# Old School Mobile Authority



## 64mustang (Jun 3, 2011)

So i have been out garage saling lately and found this Mobile Authority Hot Shots amplifier. Ya I know MA, but the shroud is just like the old Precision Power art series amps. For $10 I had to get it and it works.

Does anybody know about these amps?
http://i1113.photobucket.com/albums/k507/****nbullshit/DSCF2197.jpg
http://i1113.photobucket.com/albums/k507/****nbullshit/DSCF2196.jpg

Thanks
Brian


----------



## fish (Jun 30, 2007)

Never heard of them either, but looks pretty close to brand new. I think you should install it.


----------



## 64mustang (Jun 3, 2011)

I ran it for a bit to an RF 10" and it did ok in 4ohm mono but got freakin HOT! just like it says ha. I even raised it up an inch after that and it still got hot, but it ran fine.

I took it out and put a RF Punch55.2 running an old RF audiophile 12 that I found a week later at another garage sale, $27 bucks total for the amp/sub/1-prefab/1-custom box.

it sounds way better...
Good deals at garage sales guys I would highly recommend them for some old rare goodies for cheap.

I still love the PPI clone though


----------



## elparner (Oct 20, 2007)

SUPPLIED RECORDS —
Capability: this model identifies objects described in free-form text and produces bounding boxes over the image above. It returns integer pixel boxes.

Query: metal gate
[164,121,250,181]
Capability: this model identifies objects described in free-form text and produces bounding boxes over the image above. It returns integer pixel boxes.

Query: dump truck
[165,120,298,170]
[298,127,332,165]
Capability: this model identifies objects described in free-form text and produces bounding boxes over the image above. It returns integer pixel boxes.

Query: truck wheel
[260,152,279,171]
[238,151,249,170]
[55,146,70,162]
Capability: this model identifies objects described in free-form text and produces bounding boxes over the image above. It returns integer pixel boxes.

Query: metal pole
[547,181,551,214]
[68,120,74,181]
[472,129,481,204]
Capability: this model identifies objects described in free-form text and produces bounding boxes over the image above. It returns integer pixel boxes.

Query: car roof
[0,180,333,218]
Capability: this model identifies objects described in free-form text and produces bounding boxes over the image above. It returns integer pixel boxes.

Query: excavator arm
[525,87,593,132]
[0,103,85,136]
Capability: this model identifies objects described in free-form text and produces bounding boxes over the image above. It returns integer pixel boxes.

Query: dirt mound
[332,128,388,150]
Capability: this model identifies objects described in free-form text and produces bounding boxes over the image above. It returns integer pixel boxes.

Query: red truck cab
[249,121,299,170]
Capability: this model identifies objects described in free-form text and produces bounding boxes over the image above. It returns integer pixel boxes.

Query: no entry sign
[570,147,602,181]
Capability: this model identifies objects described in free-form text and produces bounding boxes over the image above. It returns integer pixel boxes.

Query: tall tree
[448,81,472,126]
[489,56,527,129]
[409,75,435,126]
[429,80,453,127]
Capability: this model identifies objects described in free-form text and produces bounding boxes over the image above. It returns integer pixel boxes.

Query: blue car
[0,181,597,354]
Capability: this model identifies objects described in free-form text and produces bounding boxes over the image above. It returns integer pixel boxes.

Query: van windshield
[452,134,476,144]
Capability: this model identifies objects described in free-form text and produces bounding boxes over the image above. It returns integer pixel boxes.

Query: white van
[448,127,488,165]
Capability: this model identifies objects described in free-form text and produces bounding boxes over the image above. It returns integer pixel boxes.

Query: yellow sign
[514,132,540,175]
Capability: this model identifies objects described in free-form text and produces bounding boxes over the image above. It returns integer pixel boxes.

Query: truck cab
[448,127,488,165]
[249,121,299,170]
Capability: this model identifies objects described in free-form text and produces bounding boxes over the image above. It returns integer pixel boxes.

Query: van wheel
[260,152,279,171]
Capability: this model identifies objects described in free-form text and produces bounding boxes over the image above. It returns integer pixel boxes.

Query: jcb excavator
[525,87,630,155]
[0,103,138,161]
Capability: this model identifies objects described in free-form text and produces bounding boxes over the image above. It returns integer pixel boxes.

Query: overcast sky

STATED EXERCISE 1 — In the thread about the Mobile Authority amplifier, what did the poster pay for the Hot Shots amp?
STATED EXERCISE 2 — List every item in the $27 garage-sale purchase mentioned in the thread about the Mobile Authority amplifier.
STATED EXERCISE 3 — Extend the forum thread about the Mobile Authority amplifier from the point where it stops.

TASK RESULT 1 — $10

TASK RESULT 2 — An amp, a sub, one prefab box, one custom box

TASK RESULT 3 —
i remeber those beeing advertised in car audio & electronics many many many years ago, hot chick in bikini IIRC


----------



## EDNA audio (Nov 6, 2012)

64mustang said:


> I ran it for a bit to an RF 10" and it did ok in 4ohm mono but got freakin HOT! just like it says ha. I even raised it up an inch after that and it still got hot, but it ran fine.
> 
> I took it out and put a RF Punch55.2 running an old RF audiophile 12 that I found a week later at another garage sale, $27 bucks total for the amp/sub/1-prefab/1-custom box.
> 
> ...


What kind of fuses does it have? How many amps? I have a MA HS1000 it looks exactly the same but longer And with a fan ...the thing is it came without the fuses And I dont know What size to use ...is it ok with 30 amp x 2??


----------



## EDNA audio (Nov 6, 2012)

Maybe you wanna See some pictures of my mobile authority hs1000 ....where can i download the manual?


----------



## 64mustang (Jun 3, 2011)

My HS400 had 1 x 30 amp fuse in it. I am not sure if that is what came in the amp from the factory. I would say 2 x 30 for yours would be a safe bet.

Sorry I have no idea about getting a manual, Google is the place to find stuff like that and maybe try looking up other models to see if that gives you any help.
You can load picture up through photobucket.com


----------



## Notloudenuf (Sep 14, 2008)

Can you easily get the back off of it?
I'd be interested to see the internals. Might just be an IC chip amp in a big shroud like that gold pioneer ripoff on eBay recently.


----------



## EDNA audio (Nov 6, 2012)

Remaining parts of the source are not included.